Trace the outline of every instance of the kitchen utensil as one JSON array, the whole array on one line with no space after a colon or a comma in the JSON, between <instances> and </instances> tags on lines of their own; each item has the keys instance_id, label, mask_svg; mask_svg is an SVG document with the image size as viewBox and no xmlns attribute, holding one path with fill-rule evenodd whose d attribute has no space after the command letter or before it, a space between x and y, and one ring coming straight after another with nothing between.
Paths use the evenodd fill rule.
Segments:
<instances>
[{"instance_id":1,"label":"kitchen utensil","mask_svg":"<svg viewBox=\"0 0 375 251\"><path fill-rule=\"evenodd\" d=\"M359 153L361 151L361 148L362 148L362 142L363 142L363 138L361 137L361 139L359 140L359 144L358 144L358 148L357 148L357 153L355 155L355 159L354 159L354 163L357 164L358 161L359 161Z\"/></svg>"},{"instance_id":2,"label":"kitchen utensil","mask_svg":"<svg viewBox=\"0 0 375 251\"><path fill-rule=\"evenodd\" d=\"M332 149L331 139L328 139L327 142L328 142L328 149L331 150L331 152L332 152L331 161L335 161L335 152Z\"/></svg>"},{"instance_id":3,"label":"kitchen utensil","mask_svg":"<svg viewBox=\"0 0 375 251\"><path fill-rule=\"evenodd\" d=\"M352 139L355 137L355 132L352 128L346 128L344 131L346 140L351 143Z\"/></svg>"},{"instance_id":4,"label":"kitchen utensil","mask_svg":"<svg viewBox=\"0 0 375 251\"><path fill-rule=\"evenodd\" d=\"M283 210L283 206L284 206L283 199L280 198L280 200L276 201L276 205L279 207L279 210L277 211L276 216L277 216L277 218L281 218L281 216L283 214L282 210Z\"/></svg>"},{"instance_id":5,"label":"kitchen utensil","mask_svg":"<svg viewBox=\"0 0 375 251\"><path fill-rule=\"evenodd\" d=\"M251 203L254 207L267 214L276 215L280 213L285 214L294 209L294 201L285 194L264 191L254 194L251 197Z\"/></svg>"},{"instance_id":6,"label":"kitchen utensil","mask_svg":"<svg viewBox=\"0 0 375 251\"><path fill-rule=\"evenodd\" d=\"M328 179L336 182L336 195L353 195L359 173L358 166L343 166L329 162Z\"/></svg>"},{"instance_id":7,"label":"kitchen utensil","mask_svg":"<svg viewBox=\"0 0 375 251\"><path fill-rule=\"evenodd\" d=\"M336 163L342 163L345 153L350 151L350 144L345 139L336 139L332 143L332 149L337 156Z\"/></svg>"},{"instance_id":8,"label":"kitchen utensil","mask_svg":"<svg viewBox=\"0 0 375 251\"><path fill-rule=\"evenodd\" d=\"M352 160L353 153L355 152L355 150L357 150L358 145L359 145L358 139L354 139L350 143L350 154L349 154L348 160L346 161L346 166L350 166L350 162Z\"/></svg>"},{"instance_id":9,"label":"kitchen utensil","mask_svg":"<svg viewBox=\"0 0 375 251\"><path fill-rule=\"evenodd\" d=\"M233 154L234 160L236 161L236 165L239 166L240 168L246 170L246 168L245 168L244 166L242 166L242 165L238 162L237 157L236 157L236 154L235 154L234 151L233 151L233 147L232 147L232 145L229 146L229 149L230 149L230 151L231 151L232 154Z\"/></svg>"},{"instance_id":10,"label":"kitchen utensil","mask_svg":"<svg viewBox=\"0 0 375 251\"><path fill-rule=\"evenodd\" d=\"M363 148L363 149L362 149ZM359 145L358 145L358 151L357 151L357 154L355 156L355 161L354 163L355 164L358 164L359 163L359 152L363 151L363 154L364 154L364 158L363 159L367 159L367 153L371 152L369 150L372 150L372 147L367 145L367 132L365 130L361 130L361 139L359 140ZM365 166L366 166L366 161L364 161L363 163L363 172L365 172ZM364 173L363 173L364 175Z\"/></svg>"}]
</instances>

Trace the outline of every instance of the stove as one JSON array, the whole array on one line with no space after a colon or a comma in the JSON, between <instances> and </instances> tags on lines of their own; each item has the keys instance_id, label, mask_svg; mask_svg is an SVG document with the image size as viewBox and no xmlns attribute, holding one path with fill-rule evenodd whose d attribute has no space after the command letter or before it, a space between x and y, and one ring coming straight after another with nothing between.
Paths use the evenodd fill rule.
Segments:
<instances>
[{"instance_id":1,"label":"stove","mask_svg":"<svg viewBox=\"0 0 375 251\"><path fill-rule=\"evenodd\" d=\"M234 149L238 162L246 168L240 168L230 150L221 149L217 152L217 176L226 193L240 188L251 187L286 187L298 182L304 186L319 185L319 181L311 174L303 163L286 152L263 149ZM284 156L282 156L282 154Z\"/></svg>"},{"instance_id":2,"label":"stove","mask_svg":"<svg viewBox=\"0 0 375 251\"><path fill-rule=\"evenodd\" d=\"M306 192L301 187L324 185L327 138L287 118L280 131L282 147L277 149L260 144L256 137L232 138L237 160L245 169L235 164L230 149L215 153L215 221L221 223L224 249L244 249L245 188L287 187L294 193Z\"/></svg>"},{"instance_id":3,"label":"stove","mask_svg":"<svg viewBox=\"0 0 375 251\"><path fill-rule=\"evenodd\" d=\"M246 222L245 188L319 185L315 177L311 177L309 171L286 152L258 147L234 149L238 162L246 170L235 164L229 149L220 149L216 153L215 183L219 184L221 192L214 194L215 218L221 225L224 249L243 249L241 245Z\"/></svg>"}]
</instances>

★ ★ ★ ★ ★

__EXERCISE PROMPT__
Line by line, output the listing above without alteration.

__PROBLEM SOLUTION__
Trace the outline of every instance of the kitchen utensil as one JSON array, the whole array on one line with no space after a colon or a comma in the JSON, between <instances> and </instances> tags on lines of their own; each item has the keys instance_id, label, mask_svg; mask_svg is an SVG document with the image size as viewBox and no xmlns attribute, holding one path with fill-rule evenodd whose d attribute has no space after the command letter or before it, a space between x and y, and one ring coming straight after another with nothing between.
Paths use the evenodd fill rule.
Segments:
<instances>
[{"instance_id":1,"label":"kitchen utensil","mask_svg":"<svg viewBox=\"0 0 375 251\"><path fill-rule=\"evenodd\" d=\"M359 153L361 151L361 148L362 148L362 142L363 142L363 138L361 137L361 139L359 140L359 144L358 144L358 148L357 148L357 153L355 155L355 159L354 159L354 163L357 164L358 161L359 161Z\"/></svg>"},{"instance_id":2,"label":"kitchen utensil","mask_svg":"<svg viewBox=\"0 0 375 251\"><path fill-rule=\"evenodd\" d=\"M332 149L331 139L328 139L327 142L328 142L328 149L331 150L331 152L332 152L331 161L335 161L335 152Z\"/></svg>"},{"instance_id":3,"label":"kitchen utensil","mask_svg":"<svg viewBox=\"0 0 375 251\"><path fill-rule=\"evenodd\" d=\"M352 139L355 137L355 132L352 128L346 128L344 131L346 140L351 143Z\"/></svg>"},{"instance_id":4,"label":"kitchen utensil","mask_svg":"<svg viewBox=\"0 0 375 251\"><path fill-rule=\"evenodd\" d=\"M283 210L283 206L284 206L283 199L280 198L280 200L276 201L276 205L279 207L279 210L277 211L276 216L277 216L277 218L281 218L281 216L283 214L282 210Z\"/></svg>"},{"instance_id":5,"label":"kitchen utensil","mask_svg":"<svg viewBox=\"0 0 375 251\"><path fill-rule=\"evenodd\" d=\"M251 203L254 207L267 214L276 215L280 213L285 214L294 209L294 201L285 194L264 191L254 194L251 197Z\"/></svg>"},{"instance_id":6,"label":"kitchen utensil","mask_svg":"<svg viewBox=\"0 0 375 251\"><path fill-rule=\"evenodd\" d=\"M328 179L336 182L336 195L353 195L359 173L358 166L343 166L329 162Z\"/></svg>"},{"instance_id":7,"label":"kitchen utensil","mask_svg":"<svg viewBox=\"0 0 375 251\"><path fill-rule=\"evenodd\" d=\"M336 163L342 163L345 153L350 151L350 144L345 139L336 139L332 143L332 149L337 156Z\"/></svg>"},{"instance_id":8,"label":"kitchen utensil","mask_svg":"<svg viewBox=\"0 0 375 251\"><path fill-rule=\"evenodd\" d=\"M352 160L353 153L355 152L355 150L357 150L358 145L359 145L358 139L354 139L350 143L350 154L349 154L348 160L346 161L346 166L350 166L350 162Z\"/></svg>"},{"instance_id":9,"label":"kitchen utensil","mask_svg":"<svg viewBox=\"0 0 375 251\"><path fill-rule=\"evenodd\" d=\"M233 154L234 160L236 161L236 165L239 166L240 168L246 170L246 168L245 168L244 166L242 166L242 165L238 162L237 157L236 157L236 154L235 154L234 151L233 151L233 147L232 147L232 145L229 146L229 149L230 149L230 151L231 151L232 154Z\"/></svg>"},{"instance_id":10,"label":"kitchen utensil","mask_svg":"<svg viewBox=\"0 0 375 251\"><path fill-rule=\"evenodd\" d=\"M363 148L363 149L362 149ZM359 145L358 145L358 151L357 151L357 154L355 156L355 161L354 163L355 164L358 164L359 163L359 152L363 151L363 154L364 154L364 158L363 159L367 159L367 153L371 152L369 150L372 150L372 147L367 145L367 132L365 130L361 130L361 139L359 140ZM365 166L366 166L366 161L364 161L363 163L363 172L365 172ZM364 173L363 173L364 175Z\"/></svg>"}]
</instances>

Trace the outline of every instance of the stove as one JSON array, the whole array on one line with no space after a colon or a comma in the JSON, between <instances> and </instances> tags on lines of their own; each item has the keys instance_id, label, mask_svg; mask_svg is an SVG document with the image size as viewBox and no xmlns attribute, holding one path with fill-rule evenodd whose d attribute has no space after the command letter or before it, a space between x and y, and one ring coming straight after another with nothing between.
Paths use the evenodd fill rule.
Segments:
<instances>
[{"instance_id":1,"label":"stove","mask_svg":"<svg viewBox=\"0 0 375 251\"><path fill-rule=\"evenodd\" d=\"M234 149L238 162L246 168L240 168L230 150L221 149L217 152L217 176L226 193L240 188L251 187L286 187L298 182L304 186L319 185L319 181L311 174L303 163L286 152L263 149ZM284 156L282 156L282 154Z\"/></svg>"},{"instance_id":2,"label":"stove","mask_svg":"<svg viewBox=\"0 0 375 251\"><path fill-rule=\"evenodd\" d=\"M306 192L301 187L324 185L327 138L287 118L280 131L282 147L277 149L260 144L256 137L232 138L237 160L245 169L235 164L230 149L215 153L215 221L221 223L224 249L244 249L245 188L287 187L294 193Z\"/></svg>"},{"instance_id":3,"label":"stove","mask_svg":"<svg viewBox=\"0 0 375 251\"><path fill-rule=\"evenodd\" d=\"M246 222L245 188L319 185L315 177L311 177L309 171L286 152L258 147L234 149L238 162L246 170L235 164L229 149L220 149L216 153L215 183L219 184L221 192L214 194L215 218L221 225L224 249L243 249L241 245Z\"/></svg>"}]
</instances>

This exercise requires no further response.